▶ **Task directions**:
Find every line in the items that contains the word "sock", paying attention to case, and copy each one.
START
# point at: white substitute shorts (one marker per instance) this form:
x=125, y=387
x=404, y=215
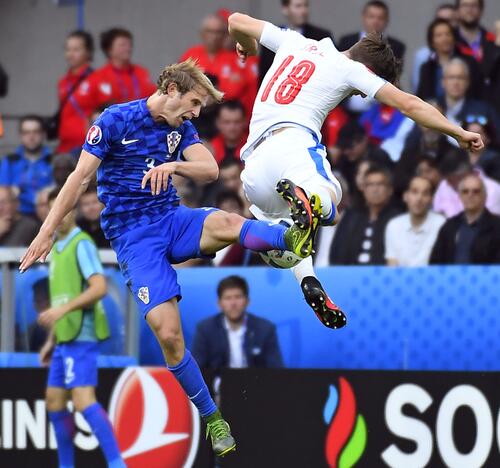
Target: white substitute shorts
x=295, y=154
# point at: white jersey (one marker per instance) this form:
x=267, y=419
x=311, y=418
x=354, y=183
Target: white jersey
x=306, y=81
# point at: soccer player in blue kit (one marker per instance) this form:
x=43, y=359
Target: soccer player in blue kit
x=135, y=147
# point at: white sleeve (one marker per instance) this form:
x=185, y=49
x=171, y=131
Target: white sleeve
x=272, y=37
x=360, y=78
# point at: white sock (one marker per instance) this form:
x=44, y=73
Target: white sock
x=326, y=200
x=303, y=269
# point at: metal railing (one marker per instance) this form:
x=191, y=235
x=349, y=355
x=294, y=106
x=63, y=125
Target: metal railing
x=9, y=261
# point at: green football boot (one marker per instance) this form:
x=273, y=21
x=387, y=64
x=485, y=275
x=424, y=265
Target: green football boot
x=220, y=435
x=306, y=214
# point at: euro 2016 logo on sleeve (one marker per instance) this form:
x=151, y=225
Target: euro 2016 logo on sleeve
x=156, y=425
x=346, y=436
x=94, y=135
x=173, y=139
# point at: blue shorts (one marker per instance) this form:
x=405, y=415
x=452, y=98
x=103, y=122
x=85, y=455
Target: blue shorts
x=74, y=364
x=146, y=254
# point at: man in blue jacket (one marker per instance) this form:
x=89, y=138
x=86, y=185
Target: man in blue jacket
x=28, y=169
x=234, y=337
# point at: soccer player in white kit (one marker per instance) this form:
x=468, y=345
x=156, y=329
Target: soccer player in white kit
x=285, y=163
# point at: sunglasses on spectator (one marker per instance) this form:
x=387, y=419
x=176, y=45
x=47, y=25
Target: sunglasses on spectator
x=480, y=119
x=471, y=191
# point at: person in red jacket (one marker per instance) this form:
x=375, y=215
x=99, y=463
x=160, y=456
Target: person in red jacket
x=73, y=92
x=119, y=80
x=237, y=80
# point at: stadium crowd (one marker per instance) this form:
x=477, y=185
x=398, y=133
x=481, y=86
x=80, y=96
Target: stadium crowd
x=410, y=196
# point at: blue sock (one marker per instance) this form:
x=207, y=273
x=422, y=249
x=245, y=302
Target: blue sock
x=64, y=429
x=188, y=374
x=262, y=236
x=102, y=429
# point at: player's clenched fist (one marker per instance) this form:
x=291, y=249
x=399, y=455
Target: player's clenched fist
x=158, y=177
x=39, y=249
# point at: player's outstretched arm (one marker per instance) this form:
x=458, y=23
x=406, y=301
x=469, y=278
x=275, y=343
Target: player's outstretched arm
x=246, y=31
x=428, y=116
x=74, y=186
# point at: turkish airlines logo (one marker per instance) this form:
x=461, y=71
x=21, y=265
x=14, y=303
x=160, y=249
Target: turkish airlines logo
x=156, y=425
x=347, y=433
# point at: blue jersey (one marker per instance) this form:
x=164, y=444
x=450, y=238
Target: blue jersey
x=130, y=143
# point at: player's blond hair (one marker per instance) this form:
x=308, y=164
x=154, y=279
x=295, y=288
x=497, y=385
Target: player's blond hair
x=187, y=75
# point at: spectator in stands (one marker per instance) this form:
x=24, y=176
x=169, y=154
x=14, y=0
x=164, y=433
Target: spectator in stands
x=374, y=18
x=455, y=104
x=420, y=142
x=296, y=13
x=359, y=238
x=475, y=41
x=232, y=132
x=119, y=80
x=488, y=159
x=29, y=168
x=62, y=166
x=388, y=127
x=37, y=335
x=355, y=147
x=42, y=203
x=472, y=236
x=234, y=337
x=90, y=209
x=428, y=168
x=235, y=79
x=73, y=89
x=4, y=82
x=447, y=12
x=16, y=229
x=454, y=168
x=409, y=237
x=441, y=40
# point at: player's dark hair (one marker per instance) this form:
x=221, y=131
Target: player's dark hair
x=232, y=105
x=109, y=36
x=232, y=282
x=376, y=54
x=481, y=4
x=53, y=194
x=376, y=4
x=31, y=118
x=446, y=6
x=225, y=195
x=380, y=169
x=87, y=39
x=431, y=28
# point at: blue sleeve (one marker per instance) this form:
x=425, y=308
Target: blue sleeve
x=105, y=131
x=88, y=259
x=189, y=137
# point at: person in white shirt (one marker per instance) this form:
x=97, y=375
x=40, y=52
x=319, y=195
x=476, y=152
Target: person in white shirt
x=409, y=237
x=306, y=81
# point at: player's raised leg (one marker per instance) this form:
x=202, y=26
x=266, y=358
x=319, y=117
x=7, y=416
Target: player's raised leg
x=221, y=229
x=164, y=320
x=315, y=295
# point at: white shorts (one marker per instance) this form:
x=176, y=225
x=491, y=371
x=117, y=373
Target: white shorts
x=294, y=154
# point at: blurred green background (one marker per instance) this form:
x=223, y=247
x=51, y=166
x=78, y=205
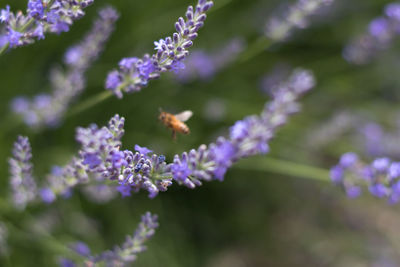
END
▶ **Result for this task**:
# point at: white sock (one marker per instance) this form:
Target: white sock
# point at: blue sock (one marker per instance) this form:
Target: blue sock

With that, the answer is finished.